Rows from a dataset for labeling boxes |

>>>>

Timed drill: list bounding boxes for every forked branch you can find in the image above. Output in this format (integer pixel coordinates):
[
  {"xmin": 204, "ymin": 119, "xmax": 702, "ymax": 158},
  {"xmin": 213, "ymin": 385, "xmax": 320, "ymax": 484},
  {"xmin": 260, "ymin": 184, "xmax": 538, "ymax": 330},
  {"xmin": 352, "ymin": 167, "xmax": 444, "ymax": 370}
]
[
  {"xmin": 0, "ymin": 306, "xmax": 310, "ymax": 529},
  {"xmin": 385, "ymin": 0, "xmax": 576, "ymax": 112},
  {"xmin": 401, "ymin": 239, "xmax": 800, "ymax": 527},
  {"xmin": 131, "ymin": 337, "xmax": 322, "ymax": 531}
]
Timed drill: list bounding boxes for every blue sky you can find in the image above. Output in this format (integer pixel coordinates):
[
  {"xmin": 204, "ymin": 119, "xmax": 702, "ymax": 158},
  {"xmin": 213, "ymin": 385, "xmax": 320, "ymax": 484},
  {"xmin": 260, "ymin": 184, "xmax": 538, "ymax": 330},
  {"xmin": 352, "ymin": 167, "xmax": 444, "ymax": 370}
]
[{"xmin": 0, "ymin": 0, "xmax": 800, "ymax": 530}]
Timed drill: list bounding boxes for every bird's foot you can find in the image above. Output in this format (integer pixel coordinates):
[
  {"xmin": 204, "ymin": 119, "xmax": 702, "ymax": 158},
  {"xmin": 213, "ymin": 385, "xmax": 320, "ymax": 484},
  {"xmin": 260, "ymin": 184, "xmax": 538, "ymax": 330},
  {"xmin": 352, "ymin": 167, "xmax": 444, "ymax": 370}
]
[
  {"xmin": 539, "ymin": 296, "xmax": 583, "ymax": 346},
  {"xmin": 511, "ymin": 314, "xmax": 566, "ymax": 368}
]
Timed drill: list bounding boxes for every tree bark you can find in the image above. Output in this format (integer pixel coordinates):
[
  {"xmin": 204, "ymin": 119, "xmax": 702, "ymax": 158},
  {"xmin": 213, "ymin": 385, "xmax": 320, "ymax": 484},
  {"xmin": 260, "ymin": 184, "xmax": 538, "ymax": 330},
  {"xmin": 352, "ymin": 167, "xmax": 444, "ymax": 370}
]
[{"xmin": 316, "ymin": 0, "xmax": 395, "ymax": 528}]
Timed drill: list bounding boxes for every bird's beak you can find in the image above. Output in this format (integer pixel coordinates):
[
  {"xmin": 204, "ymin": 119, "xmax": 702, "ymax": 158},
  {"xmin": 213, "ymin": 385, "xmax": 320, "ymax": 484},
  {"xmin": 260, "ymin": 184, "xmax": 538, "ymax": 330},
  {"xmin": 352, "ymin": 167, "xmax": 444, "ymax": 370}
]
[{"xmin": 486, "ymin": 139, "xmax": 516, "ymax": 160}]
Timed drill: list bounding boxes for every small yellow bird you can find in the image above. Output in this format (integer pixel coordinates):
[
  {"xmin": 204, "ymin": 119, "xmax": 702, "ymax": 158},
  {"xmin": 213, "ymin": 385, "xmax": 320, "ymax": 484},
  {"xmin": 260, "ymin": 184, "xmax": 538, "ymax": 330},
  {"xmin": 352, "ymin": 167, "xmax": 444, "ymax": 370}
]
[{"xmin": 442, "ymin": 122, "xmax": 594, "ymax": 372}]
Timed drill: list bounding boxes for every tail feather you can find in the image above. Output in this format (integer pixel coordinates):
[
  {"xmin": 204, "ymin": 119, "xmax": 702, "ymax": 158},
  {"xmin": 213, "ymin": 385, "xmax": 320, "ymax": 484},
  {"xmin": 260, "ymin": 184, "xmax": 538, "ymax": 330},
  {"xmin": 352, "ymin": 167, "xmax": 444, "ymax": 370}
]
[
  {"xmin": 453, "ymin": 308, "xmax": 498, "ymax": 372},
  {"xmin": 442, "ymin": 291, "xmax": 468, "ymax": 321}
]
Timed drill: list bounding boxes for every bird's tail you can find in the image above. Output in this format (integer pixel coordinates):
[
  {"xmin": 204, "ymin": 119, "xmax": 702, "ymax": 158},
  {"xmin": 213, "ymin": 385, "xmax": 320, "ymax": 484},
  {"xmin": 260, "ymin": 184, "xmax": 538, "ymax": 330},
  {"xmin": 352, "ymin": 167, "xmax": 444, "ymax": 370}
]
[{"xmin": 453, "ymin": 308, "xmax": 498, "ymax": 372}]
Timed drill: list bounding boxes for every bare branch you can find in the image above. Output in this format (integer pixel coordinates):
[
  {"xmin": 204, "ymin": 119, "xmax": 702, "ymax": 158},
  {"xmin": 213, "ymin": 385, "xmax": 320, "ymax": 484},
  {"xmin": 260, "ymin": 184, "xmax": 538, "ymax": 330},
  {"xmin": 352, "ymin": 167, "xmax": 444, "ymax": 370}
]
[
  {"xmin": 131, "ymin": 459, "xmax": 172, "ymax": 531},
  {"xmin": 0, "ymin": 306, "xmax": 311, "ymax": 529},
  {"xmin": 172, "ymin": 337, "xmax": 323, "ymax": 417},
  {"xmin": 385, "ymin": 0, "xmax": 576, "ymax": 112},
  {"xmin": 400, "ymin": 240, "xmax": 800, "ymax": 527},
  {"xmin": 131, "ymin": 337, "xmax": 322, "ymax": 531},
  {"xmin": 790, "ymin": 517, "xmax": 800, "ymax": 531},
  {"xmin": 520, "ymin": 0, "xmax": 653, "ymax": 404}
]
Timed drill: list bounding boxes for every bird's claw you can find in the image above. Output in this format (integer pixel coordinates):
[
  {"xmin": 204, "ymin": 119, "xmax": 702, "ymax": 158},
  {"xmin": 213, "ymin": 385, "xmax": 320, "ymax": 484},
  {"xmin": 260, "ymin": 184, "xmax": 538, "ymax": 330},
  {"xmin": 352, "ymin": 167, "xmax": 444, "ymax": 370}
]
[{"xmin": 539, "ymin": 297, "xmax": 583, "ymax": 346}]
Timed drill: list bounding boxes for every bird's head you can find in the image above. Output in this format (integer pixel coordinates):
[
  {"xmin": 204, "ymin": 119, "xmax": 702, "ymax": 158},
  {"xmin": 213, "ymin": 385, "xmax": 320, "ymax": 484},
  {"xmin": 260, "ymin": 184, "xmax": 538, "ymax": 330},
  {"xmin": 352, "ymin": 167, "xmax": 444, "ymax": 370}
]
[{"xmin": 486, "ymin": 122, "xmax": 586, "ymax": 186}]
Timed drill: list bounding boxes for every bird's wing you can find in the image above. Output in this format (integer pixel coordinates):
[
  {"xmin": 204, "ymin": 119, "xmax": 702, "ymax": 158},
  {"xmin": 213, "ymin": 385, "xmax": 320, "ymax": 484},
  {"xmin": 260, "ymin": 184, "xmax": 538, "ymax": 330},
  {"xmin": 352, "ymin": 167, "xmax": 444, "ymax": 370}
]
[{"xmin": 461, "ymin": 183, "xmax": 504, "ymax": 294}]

<<<<

Extract the lines of the data above from the line containing "Timed drill: list bounding boxes for every bird's head" through the last line of the data, including both ends, and reproduce them without any change.

Task response |
Timed drill: list bounding boxes for every bird's head you can find in the image above. Output in this format (integer pixel coordinates):
[
  {"xmin": 204, "ymin": 119, "xmax": 702, "ymax": 158},
  {"xmin": 213, "ymin": 385, "xmax": 320, "ymax": 484},
  {"xmin": 260, "ymin": 184, "xmax": 538, "ymax": 330},
  {"xmin": 352, "ymin": 167, "xmax": 444, "ymax": 370}
]
[{"xmin": 486, "ymin": 122, "xmax": 586, "ymax": 186}]
Timed drill: list bounding boxes for every bird's wing you can find in the image above. Output in this format (integer pixel coordinates):
[
  {"xmin": 204, "ymin": 119, "xmax": 702, "ymax": 158},
  {"xmin": 213, "ymin": 385, "xmax": 320, "ymax": 484},
  {"xmin": 260, "ymin": 184, "xmax": 538, "ymax": 330},
  {"xmin": 352, "ymin": 167, "xmax": 444, "ymax": 370}
]
[{"xmin": 461, "ymin": 183, "xmax": 504, "ymax": 294}]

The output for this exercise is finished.